[Excerpt]
· · · · ·

Court cases have documented Facebook as being used by paedophiles to groom children, domestic violence offenders exploiting it to stalk victims and terrorists going online to recruit.

NSW’s Police Minister Troy Grant warned social media “makes crimes mobile”. “Technological advances, including the rapid growth of social media, pose a real and present danger,” he said.

“We also have a duty to protect our children from the horrible dark side of social media. Talk to your children you grand children, be aware of their activity online, and explain to them that the person on the other end of an online conversation isn’t always who they say they are.”

Inquiry chairman Paul Green said he expected the parliamentary committee to recommend the government to strengthen laws to clamp down on cybercrime facilitated by Facebook.

He said Facebook was a “global nation without rule”.

A Facebook spokeswoman said, “all users must abide by community standards which prohibit the site being used to facilitate or organise criminal activity that causes physical harm to people, businesses or animals — or financial damage to people or businesses”. “We work with law enforcement when we believe there is a genuine risk of physical harm or direct threats to public safety,” she said.

· · · · ·

[Source data]
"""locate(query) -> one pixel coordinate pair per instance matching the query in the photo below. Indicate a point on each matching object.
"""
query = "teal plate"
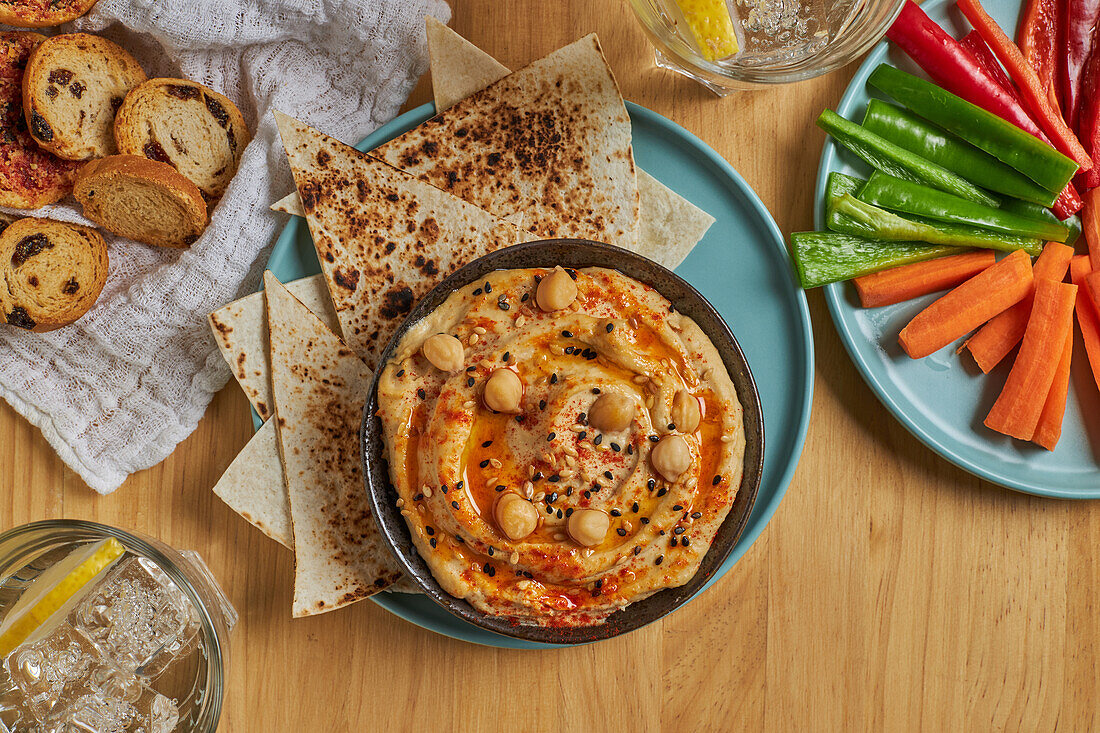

· · · · ·

[Problems]
1: From the excerpt on Facebook and crime, output the passage that begins at the words "NSW’s Police Minister" and stops after the words "facilitated by Facebook.".
2: Summarize the excerpt on Facebook and crime in two sentences.

[Responses in order]
1:
NSW’s Police Minister Troy Grant warned social media “makes crimes mobile”. “Technological advances, including the rapid growth of social media, pose a real and present danger,” he said.

“We also have a duty to protect our children from the horrible dark side of social media. Talk to your children you grand children, be aware of their activity online, and explain to them that the person on the other end of an online conversation isn’t always who they say they are.”

Inquiry chairman Paul Green said he expected the parliamentary committee to recommend the government to strengthen laws to clamp down on cybercrime facilitated by Facebook.

2: Court cases have shown Facebook being used by pedophiles to groom children, by domestic violence offenders to stalk victims and by terrorists to recruit, and NSW Police Minister Troy Grant warned that social media poses a real and present danger. Inquiry chairman Paul Green expects the parliamentary committee to recommend stronger laws against cybercrime facilitated by Facebook, while a Facebook spokeswoman said the site's community standards prohibit organizing harmful criminal activity and that the company works with law enforcement when there is a genuine risk of physical harm or direct threats to public safety.